* Article *
○ ○ ○ ○ ○ ○ ○

Workshop: Discipline(s), Dissent and Dispossession
Monday 9 September 9:00 until 17:00
tbc
Part of the series: Subjects and Practices of Resistance
Workshop 1: Discipline(s), Dissent and Dispossession
9-10 September 2013
Contemporary struggles against dispossession - from the 2011 Occupy movement to ongoing land rights conflicts in the Ecuadorian rainforest - not only remind us of existing forces of domination and exploitation, but also challenge the ready-made concepts and frameworks through which such struggles are often interpreted. Building on a previous project – “Disciplining Dissent”* - this workshop aims to open up discussion on the intersections between the politics of resistance and the politics of knowledge. How might we conceptualise dissent or resistance in ways that are sensitive to the social and epistemic relations within which anti-systemic struggles are embedded? How might we frame the complementarity and tensions between political dissent and intellectual critique? How might available concepts and frameworks occlude the complex interplay between resistance and repression, discipline and dissent, obscuring what is at stake politically in existing practices of struggle?
We welcome contributions that consider these themes from diverse theoretical perspectives and academic disciplines, including international relations, international political economy, sociology, philosophy, geography and anthropology.

○ ○ ○ ○ ○ ○ ○

* Excerpted data *
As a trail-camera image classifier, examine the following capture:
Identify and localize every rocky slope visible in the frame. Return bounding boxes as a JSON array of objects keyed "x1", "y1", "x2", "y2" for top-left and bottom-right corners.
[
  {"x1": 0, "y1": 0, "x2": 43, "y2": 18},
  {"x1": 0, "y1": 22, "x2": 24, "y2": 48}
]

○ ○ ○ ○ ○ ○ ○

* The exercise *
According to the workshop announcement:
(a) What are the dates of Workshop 1?
(b) What earlier project does the workshop build on?
(c) What series is the workshop part of?
The listing isn't needed for this.

* Complete response *
(a) 9-10 September 2013
(b) "Disciplining Dissent"
(c) Subjects and Practices of Resistance